**Problem description**:
Restate the entries below verbatim.
[START OF Raw data]
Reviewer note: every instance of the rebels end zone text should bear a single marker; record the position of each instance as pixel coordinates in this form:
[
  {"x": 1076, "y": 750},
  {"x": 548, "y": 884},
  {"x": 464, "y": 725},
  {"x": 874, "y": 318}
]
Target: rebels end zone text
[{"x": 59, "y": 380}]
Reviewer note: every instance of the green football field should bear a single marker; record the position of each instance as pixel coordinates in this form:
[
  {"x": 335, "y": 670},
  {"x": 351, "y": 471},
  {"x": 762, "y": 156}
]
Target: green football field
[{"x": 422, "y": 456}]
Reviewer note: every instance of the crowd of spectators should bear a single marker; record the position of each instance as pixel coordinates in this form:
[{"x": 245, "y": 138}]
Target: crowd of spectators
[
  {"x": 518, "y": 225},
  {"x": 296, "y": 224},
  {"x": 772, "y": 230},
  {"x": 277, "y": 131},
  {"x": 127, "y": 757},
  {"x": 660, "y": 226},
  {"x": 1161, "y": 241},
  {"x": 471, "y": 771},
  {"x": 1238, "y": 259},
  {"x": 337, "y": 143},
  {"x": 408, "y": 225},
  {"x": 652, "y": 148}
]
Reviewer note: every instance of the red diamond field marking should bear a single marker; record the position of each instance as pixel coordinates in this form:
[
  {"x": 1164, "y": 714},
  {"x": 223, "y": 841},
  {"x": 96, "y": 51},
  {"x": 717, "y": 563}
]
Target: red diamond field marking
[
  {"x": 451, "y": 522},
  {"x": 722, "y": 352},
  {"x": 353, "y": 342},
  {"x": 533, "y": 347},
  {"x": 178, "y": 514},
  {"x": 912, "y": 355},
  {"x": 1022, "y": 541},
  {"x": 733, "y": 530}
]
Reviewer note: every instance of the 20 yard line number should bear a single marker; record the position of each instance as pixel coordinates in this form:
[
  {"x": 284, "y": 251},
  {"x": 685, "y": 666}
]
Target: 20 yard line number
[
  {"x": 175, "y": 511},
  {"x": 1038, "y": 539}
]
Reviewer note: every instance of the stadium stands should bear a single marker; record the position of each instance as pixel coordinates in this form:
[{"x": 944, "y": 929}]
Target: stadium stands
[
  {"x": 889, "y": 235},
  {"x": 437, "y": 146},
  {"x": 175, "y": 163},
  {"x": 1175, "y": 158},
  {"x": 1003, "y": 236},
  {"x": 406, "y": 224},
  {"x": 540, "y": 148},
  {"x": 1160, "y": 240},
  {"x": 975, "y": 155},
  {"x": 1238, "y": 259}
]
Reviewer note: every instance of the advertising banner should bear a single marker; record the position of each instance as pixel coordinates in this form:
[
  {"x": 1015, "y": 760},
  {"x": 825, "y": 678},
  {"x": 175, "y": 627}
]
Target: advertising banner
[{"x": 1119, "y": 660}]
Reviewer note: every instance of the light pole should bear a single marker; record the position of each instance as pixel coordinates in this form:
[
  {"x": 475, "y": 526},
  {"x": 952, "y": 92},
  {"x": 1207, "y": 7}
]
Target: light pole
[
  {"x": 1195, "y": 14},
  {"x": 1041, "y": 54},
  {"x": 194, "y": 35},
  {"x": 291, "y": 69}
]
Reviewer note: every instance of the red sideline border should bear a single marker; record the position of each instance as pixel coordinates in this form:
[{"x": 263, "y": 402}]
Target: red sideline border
[END OF Raw data]
**Answer to the task**:
Reviewer note: every instance of the rebels end zone text should bear a single marker; record the position of each instance as pixel coordinates in this form:
[
  {"x": 1076, "y": 750},
  {"x": 548, "y": 884},
  {"x": 464, "y": 725},
  {"x": 874, "y": 318}
]
Target: rebels end zone text
[{"x": 59, "y": 380}]
Reviewer note: every instance of the green football field should bear a single marker; record the position of each instance as pixel coordinates in this form:
[
  {"x": 335, "y": 670},
  {"x": 351, "y": 471},
  {"x": 762, "y": 156}
]
Target: green football field
[{"x": 422, "y": 456}]
Reviewer note: every instance of the crowd of spectators should bear a single marker; record the position of each instance as pixel coordinates in this form:
[{"x": 245, "y": 138}]
Target: crowd of spectators
[
  {"x": 518, "y": 225},
  {"x": 296, "y": 224},
  {"x": 772, "y": 230},
  {"x": 277, "y": 131},
  {"x": 127, "y": 757},
  {"x": 660, "y": 226},
  {"x": 1161, "y": 241},
  {"x": 471, "y": 771},
  {"x": 1238, "y": 259},
  {"x": 337, "y": 143},
  {"x": 408, "y": 225},
  {"x": 652, "y": 148}
]
Reviewer note: every instance of the red diamond field marking should bear a single marker; record the position of each instance as pixel coordinates in this form:
[
  {"x": 1164, "y": 714},
  {"x": 223, "y": 841},
  {"x": 96, "y": 51},
  {"x": 717, "y": 563}
]
Target: red diamond field marking
[
  {"x": 451, "y": 522},
  {"x": 722, "y": 352},
  {"x": 353, "y": 342},
  {"x": 533, "y": 347},
  {"x": 178, "y": 514},
  {"x": 912, "y": 355},
  {"x": 1022, "y": 541},
  {"x": 733, "y": 530}
]
Reviewer note: every instance of the 20 yard line number should bear a single marker; record the position of each instance as pixel coordinates in this form:
[
  {"x": 284, "y": 251},
  {"x": 685, "y": 666}
]
Target: 20 yard line number
[
  {"x": 175, "y": 511},
  {"x": 1038, "y": 539}
]
Reviewer note: every instance of the stadium stands should bear a single marker; record the position of each instance as pixel coordinates in this form:
[{"x": 944, "y": 929}]
Target: stadium stands
[
  {"x": 889, "y": 235},
  {"x": 437, "y": 146},
  {"x": 175, "y": 163},
  {"x": 1175, "y": 158},
  {"x": 1003, "y": 236},
  {"x": 406, "y": 224},
  {"x": 540, "y": 148},
  {"x": 1160, "y": 240},
  {"x": 975, "y": 155},
  {"x": 1238, "y": 259}
]
Reviewer note: every instance of the advertising banner should bear a single marker; record the position of each instance as pixel coordinates in this form:
[
  {"x": 1015, "y": 760},
  {"x": 825, "y": 678},
  {"x": 175, "y": 627}
]
Target: advertising banner
[{"x": 1119, "y": 660}]
Reviewer note: every instance of the light pole should bear a single marker; record the position of each instance as pixel coordinates in this form:
[
  {"x": 475, "y": 526},
  {"x": 952, "y": 92},
  {"x": 1207, "y": 7}
]
Target: light pole
[
  {"x": 1195, "y": 14},
  {"x": 1041, "y": 54},
  {"x": 194, "y": 35},
  {"x": 291, "y": 69}
]
Reviewer note: every instance of the red sideline border should bear a single marker; record the position of each instance as pixel coordinates in this form:
[{"x": 263, "y": 402}]
Target: red sideline border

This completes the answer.